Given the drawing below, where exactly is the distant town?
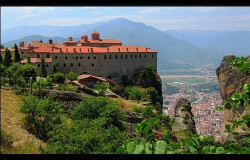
[161,71,224,141]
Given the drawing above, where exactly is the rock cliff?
[172,98,197,134]
[216,55,250,142]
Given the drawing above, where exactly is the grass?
[1,89,46,154]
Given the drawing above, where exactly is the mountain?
[0,18,225,69]
[164,30,250,56]
[3,35,67,48]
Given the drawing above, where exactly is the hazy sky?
[1,7,250,30]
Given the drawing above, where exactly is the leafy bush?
[52,72,65,84]
[56,84,77,92]
[20,95,62,141]
[43,117,124,154]
[66,71,78,81]
[70,96,124,129]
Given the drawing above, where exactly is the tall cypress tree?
[0,54,3,64]
[51,64,58,74]
[40,57,47,77]
[14,44,21,63]
[3,48,12,67]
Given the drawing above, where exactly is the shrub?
[66,71,78,81]
[52,72,65,84]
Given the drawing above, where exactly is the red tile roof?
[21,58,52,63]
[78,74,106,82]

=======

» Task goal
Rewrite all of the lines above with every "drawing" swapped for "painting" and nothing else altered. Omit the pictures from your answer.

» Task output
Given the painting below, where exactly is the distant town?
[161,71,224,141]
Given the painting above, where exactly is the rock cliff?
[172,98,197,134]
[216,55,250,142]
Given the painting above, where exactly is the grass?
[1,89,46,154]
Given the painting above, where exactly is the mountain?
[0,18,225,69]
[164,30,250,56]
[3,35,67,48]
Given the painting above, where exactly is the hazy sky?
[1,7,250,30]
Given the painting above, where exactly is the leafy bush?
[52,72,65,84]
[56,84,77,92]
[20,95,62,141]
[43,117,124,154]
[66,71,78,81]
[70,96,124,129]
Given the painting above, where exactly is the tall cypress tree?
[0,54,3,64]
[51,64,58,74]
[40,57,47,77]
[14,44,21,63]
[3,48,12,67]
Given the painting above, where exactly is the shrub?
[66,71,78,81]
[52,72,65,84]
Given the painting above, where exactly is the red tile roof?
[21,58,52,63]
[78,74,106,82]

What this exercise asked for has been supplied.